→ Problem to solve
Please convert each line of the items below into a JSON list of strings, one string per line, leaving out blank lines.

╭──

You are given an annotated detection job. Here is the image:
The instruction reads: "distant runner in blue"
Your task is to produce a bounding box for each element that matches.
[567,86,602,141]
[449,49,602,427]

╰──

→ Exercise output
[
  "You are given an annotated detection job. Here is the image:",
  "The instruction reads: \"distant runner in blue\"",
  "Your task is to produce a bounding box for each element that matches.",
  "[567,86,602,141]",
  "[449,49,602,427]"
]